Problem to solve
Pull out every line of the material below that contains the string "forehead". Case counts, so only lines with that exact capitalization match.

--- Start of Exercise input ---

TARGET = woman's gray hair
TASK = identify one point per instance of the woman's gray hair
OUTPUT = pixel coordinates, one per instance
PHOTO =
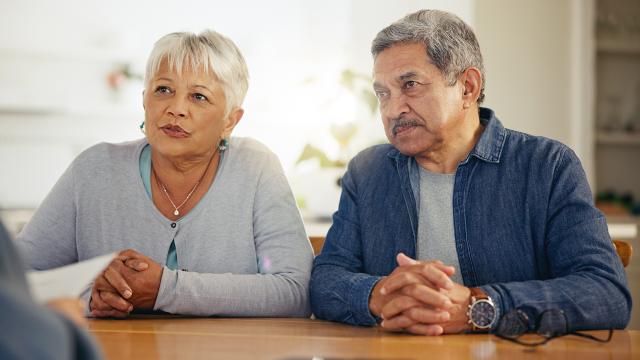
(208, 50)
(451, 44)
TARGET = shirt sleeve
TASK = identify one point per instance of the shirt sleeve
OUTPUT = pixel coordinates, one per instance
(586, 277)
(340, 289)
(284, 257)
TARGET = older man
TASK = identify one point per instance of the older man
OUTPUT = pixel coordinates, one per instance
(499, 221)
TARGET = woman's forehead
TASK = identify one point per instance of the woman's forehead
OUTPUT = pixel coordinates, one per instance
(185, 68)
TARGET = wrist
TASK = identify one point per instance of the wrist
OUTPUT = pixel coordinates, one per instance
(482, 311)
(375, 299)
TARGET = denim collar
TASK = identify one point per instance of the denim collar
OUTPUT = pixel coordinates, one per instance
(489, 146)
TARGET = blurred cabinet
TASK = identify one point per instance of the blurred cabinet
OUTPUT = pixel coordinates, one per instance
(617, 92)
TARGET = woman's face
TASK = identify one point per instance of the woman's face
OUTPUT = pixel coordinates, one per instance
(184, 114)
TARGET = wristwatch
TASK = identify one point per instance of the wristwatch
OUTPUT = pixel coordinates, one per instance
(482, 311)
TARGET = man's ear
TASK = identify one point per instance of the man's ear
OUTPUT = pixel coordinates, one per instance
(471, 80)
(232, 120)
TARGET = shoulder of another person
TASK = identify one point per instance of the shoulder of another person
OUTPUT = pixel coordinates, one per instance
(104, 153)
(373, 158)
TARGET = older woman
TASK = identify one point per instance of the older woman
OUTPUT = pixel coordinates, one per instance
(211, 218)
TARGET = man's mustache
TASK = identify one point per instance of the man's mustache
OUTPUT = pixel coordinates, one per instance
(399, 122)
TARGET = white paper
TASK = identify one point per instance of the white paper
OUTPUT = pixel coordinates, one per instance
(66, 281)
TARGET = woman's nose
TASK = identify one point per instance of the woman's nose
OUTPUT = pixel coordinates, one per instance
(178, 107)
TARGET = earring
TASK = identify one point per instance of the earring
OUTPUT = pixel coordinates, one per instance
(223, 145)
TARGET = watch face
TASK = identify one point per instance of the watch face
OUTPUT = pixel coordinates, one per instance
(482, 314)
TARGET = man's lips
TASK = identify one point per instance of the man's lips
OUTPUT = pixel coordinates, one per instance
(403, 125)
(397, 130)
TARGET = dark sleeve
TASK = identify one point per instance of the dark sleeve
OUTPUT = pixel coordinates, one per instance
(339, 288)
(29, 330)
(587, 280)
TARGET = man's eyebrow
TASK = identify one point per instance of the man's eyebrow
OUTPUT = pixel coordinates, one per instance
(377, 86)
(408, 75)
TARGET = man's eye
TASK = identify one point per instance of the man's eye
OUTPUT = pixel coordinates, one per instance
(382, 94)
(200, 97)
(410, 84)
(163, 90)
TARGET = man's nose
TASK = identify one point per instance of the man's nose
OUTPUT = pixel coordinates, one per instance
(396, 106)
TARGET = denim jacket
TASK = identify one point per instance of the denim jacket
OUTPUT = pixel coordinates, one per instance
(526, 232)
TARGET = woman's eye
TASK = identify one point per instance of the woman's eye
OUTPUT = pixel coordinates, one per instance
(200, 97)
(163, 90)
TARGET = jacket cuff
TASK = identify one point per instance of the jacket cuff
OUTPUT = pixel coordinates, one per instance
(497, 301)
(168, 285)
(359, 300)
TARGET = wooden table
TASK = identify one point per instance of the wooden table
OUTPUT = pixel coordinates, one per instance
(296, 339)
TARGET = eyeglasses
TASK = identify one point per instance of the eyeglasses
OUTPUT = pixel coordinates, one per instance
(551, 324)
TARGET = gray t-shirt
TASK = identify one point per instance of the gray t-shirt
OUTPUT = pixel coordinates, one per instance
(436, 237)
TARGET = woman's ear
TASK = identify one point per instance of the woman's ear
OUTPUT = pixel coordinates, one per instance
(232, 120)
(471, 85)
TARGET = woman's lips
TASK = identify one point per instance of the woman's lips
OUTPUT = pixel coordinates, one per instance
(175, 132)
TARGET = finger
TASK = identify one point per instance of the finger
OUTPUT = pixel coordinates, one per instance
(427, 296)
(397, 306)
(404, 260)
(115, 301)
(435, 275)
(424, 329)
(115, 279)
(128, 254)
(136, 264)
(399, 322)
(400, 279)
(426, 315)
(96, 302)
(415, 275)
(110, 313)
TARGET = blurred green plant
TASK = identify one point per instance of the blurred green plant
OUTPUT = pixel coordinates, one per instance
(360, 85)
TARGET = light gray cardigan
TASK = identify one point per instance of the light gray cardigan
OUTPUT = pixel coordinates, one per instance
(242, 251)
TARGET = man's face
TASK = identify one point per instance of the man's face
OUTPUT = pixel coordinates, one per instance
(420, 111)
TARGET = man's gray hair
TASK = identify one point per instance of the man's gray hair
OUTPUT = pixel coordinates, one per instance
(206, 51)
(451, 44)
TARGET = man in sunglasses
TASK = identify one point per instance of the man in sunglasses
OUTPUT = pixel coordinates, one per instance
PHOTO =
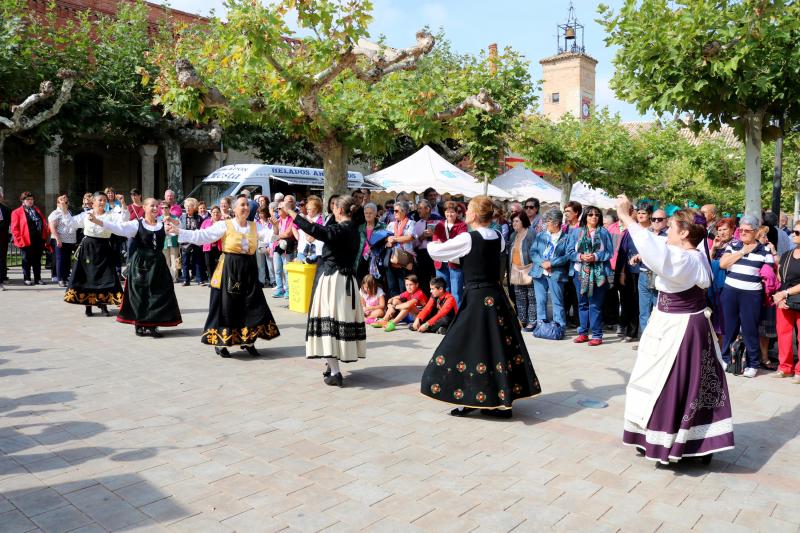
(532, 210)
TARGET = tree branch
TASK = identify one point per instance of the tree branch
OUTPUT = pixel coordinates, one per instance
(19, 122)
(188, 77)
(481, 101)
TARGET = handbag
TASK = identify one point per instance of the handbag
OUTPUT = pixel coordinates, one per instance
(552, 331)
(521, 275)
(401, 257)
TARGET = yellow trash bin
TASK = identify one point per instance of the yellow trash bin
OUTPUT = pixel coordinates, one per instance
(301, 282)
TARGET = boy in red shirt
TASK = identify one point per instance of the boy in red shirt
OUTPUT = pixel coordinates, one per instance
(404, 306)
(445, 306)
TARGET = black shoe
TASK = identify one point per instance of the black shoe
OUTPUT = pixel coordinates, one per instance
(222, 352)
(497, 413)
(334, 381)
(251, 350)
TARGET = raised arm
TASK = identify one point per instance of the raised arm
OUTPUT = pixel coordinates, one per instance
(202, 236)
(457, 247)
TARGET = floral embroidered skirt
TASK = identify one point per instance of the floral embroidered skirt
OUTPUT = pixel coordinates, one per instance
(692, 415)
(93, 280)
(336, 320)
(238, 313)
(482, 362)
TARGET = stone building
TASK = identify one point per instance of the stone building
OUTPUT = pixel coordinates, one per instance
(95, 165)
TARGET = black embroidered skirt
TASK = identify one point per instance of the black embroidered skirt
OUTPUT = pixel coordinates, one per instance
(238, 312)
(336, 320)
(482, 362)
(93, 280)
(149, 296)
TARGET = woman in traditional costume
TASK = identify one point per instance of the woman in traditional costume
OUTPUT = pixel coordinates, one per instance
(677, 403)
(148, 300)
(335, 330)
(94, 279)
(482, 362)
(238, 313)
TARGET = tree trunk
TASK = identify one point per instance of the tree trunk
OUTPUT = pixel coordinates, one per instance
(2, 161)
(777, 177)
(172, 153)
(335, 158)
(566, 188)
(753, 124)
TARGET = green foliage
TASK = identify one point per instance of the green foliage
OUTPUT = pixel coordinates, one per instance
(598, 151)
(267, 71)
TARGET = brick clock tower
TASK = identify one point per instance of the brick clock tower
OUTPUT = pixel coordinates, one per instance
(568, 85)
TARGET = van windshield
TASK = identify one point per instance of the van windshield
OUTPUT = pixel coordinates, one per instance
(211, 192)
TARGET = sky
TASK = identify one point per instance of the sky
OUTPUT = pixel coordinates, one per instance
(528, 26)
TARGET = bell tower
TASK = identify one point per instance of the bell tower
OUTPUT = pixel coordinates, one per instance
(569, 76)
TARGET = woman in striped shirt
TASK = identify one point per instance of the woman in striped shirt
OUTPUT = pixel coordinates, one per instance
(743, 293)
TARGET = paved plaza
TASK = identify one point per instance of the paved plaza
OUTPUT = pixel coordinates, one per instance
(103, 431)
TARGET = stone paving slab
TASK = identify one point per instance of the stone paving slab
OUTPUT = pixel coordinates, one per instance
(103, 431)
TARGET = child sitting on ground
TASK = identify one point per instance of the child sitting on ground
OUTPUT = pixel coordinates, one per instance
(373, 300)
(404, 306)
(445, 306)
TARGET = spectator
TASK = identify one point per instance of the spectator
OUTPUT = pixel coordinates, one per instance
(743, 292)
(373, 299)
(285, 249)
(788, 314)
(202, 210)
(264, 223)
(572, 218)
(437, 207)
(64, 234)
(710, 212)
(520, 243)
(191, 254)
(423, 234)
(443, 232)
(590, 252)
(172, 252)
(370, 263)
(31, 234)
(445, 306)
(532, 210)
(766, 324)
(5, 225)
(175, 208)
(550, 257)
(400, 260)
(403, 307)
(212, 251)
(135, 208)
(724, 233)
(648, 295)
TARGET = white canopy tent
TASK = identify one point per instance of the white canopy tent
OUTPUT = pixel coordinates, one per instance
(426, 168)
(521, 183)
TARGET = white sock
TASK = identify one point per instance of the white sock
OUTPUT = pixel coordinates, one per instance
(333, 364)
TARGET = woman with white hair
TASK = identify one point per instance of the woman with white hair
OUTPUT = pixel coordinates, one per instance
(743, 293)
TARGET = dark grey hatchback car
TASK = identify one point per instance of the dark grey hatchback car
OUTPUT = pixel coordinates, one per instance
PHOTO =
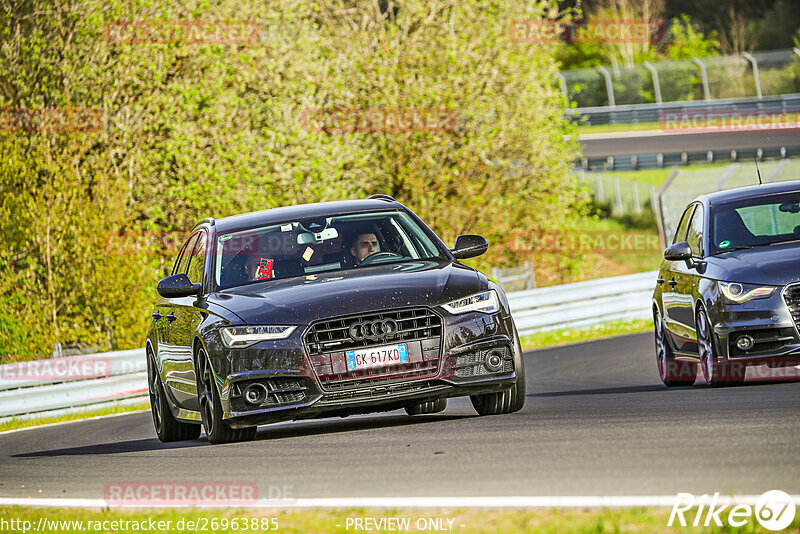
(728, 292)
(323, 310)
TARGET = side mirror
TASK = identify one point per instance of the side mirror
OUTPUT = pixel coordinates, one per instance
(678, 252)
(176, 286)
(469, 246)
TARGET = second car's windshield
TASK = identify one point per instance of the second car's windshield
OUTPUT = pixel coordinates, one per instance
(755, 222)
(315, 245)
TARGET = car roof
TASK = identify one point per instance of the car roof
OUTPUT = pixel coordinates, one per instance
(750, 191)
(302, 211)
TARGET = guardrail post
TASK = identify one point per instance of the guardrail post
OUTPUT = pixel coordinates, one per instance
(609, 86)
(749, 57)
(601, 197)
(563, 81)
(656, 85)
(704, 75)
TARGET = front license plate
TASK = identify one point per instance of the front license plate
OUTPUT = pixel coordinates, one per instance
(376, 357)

--- End of Exercise input ---
--- Start of Exercise input ---

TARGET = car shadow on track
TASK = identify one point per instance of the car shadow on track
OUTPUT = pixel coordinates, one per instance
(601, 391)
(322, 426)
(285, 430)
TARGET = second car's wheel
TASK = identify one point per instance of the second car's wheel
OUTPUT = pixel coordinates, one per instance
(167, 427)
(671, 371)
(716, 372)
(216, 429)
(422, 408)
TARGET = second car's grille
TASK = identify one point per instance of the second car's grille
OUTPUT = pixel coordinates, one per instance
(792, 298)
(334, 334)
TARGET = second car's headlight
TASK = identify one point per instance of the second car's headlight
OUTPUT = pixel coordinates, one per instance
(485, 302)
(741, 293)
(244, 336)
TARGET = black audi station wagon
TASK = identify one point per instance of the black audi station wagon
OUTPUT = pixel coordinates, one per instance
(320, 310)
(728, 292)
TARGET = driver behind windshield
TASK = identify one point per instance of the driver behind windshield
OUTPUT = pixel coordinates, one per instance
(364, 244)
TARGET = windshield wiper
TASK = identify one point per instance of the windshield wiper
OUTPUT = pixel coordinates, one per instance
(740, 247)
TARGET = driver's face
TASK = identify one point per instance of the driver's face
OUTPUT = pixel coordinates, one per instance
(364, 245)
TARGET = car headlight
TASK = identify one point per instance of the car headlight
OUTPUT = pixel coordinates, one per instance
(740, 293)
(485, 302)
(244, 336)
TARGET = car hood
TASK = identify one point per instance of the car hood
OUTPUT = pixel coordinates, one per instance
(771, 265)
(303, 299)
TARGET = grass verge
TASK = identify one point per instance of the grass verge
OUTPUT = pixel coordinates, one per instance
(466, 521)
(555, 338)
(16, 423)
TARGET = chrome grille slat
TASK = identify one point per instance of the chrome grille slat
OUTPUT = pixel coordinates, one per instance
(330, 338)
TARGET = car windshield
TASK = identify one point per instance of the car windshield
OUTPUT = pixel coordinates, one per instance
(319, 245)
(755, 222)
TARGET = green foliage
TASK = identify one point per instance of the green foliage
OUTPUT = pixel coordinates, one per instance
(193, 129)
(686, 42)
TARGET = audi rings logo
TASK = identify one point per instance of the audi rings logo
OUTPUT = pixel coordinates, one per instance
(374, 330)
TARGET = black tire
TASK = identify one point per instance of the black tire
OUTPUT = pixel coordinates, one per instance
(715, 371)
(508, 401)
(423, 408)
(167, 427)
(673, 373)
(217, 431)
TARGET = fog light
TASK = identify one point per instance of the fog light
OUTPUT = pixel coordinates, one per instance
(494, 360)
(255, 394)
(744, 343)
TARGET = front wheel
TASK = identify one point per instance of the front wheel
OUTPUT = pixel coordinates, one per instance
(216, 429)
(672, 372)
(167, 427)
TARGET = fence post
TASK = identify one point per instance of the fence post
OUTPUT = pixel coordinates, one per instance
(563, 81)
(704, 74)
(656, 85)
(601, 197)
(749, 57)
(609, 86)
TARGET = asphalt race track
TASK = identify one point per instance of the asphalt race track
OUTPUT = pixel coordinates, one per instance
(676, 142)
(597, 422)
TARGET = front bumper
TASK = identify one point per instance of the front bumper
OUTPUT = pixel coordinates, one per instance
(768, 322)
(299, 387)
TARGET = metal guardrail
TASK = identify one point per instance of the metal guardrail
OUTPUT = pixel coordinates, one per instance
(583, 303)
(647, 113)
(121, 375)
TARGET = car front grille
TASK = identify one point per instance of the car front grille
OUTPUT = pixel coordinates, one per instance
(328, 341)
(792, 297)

--- End of Exercise input ---

Result
TARGET = woman's forehead
TASK = identify one point per instance of the woman's forehead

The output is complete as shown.